++++ Information given ++++

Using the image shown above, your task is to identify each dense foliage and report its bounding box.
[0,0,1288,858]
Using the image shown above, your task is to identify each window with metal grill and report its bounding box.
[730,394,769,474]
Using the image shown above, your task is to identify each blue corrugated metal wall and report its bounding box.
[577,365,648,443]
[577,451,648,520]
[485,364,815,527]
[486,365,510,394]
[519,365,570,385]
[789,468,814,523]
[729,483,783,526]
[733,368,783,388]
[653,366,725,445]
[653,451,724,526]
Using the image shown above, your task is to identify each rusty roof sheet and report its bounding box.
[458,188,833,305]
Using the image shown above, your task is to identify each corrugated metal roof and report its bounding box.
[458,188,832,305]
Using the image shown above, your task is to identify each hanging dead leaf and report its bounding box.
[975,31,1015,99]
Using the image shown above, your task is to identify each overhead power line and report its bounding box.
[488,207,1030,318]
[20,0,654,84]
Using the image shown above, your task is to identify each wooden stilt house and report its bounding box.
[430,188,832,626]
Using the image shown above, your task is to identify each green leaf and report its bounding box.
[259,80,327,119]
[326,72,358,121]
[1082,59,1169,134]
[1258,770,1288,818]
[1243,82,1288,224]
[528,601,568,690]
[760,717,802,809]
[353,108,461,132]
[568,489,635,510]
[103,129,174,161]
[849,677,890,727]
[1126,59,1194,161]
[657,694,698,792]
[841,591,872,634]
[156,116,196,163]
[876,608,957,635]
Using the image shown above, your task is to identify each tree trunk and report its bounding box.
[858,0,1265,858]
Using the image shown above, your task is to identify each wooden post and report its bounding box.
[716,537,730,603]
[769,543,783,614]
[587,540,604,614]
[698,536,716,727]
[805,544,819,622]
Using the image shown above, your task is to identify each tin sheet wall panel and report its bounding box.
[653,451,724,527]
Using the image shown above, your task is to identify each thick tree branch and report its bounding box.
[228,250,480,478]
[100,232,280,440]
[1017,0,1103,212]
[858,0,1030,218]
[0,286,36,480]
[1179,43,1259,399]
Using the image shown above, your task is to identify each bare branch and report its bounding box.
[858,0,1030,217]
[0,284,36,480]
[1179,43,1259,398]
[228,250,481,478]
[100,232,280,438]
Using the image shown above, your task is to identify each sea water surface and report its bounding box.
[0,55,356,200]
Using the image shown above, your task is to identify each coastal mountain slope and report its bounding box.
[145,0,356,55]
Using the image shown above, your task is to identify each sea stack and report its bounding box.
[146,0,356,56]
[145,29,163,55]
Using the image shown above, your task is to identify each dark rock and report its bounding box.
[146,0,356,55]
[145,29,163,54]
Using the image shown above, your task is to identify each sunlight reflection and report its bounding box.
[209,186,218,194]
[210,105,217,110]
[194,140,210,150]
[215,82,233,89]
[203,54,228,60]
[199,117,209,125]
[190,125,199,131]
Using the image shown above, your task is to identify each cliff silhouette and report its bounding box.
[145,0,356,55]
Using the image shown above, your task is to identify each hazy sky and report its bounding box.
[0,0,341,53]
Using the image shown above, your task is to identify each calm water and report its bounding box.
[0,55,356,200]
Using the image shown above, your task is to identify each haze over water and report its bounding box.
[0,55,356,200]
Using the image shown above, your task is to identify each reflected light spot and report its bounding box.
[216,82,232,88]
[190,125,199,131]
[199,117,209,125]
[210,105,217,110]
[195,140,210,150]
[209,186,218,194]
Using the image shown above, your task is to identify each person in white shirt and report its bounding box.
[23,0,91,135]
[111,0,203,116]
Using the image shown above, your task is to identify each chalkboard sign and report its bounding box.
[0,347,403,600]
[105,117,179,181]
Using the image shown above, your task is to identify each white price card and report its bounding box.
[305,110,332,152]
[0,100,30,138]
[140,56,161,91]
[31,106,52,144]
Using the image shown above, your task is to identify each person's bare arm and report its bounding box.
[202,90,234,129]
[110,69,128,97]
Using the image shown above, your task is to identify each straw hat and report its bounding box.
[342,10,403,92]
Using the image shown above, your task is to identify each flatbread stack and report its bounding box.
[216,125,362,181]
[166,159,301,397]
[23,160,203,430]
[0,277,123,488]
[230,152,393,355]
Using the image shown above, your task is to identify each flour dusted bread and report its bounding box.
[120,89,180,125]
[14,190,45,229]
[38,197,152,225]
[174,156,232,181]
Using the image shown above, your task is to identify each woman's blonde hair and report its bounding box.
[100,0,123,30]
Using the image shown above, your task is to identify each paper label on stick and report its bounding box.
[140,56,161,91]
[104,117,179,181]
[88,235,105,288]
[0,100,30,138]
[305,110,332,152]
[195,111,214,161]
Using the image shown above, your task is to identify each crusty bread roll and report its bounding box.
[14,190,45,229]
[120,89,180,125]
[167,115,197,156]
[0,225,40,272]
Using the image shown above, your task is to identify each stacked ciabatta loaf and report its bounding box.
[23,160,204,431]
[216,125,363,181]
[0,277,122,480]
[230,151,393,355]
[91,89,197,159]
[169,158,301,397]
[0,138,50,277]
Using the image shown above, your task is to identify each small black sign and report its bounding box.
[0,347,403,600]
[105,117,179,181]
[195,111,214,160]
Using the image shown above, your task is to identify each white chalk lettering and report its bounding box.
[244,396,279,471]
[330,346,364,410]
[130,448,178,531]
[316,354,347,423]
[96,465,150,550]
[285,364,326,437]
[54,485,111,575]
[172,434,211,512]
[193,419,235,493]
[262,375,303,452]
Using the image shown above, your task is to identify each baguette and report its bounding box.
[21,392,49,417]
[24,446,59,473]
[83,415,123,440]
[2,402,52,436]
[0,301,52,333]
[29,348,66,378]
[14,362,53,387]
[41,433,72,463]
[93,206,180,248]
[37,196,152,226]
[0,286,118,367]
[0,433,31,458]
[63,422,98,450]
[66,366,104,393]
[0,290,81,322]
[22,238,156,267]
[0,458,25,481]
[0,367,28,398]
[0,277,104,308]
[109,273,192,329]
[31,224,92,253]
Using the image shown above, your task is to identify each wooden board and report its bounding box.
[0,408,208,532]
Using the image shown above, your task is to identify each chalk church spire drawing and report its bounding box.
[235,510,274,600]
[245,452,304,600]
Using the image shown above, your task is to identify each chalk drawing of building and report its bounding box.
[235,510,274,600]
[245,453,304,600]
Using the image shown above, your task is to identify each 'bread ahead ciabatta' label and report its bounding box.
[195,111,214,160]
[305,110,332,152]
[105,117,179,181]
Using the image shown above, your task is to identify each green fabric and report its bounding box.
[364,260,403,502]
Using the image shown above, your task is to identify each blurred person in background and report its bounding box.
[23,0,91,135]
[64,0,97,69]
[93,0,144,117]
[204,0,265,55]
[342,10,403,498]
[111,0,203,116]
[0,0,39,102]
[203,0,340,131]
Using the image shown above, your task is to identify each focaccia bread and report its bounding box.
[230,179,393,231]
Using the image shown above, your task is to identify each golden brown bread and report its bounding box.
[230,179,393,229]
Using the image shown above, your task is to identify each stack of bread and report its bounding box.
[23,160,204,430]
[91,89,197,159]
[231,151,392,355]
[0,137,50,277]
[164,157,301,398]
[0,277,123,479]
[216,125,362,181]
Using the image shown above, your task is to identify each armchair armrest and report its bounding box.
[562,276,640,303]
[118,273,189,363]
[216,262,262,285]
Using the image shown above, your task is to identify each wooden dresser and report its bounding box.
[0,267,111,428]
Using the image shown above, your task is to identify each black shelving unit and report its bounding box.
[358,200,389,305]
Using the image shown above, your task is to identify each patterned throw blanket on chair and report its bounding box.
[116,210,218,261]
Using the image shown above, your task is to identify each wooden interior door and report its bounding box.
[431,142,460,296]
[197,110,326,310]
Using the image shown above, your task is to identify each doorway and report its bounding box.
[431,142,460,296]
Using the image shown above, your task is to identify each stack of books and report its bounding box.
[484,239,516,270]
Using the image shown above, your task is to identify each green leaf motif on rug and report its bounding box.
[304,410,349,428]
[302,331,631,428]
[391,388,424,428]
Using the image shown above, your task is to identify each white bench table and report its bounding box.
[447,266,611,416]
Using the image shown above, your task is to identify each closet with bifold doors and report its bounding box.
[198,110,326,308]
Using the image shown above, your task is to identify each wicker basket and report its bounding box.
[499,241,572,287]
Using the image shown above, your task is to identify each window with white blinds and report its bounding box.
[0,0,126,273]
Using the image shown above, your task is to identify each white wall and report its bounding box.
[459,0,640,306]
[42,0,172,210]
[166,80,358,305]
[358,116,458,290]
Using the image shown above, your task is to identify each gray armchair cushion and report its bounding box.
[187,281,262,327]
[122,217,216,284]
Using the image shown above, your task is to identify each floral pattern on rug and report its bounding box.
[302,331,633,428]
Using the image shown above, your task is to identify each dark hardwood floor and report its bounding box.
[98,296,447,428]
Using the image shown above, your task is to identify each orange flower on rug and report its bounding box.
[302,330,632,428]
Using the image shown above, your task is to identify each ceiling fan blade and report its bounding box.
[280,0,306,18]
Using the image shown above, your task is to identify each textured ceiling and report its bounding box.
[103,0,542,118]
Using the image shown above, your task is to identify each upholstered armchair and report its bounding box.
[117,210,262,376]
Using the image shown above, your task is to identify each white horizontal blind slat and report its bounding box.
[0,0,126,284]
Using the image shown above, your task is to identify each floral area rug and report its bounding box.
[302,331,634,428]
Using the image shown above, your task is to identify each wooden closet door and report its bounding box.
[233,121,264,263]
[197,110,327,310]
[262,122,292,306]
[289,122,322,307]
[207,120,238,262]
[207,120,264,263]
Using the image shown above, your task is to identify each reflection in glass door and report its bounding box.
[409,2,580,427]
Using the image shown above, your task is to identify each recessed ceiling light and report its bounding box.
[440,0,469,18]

++++

What the task requires: Identify every line above that contains the string "window", and copy each one.

Expected answer:
Using the image shown above, your task is to identify each window with metal grill and report its bounding box.
Using the image shown above, your task is to identify each window with white blinds and report its bounding box.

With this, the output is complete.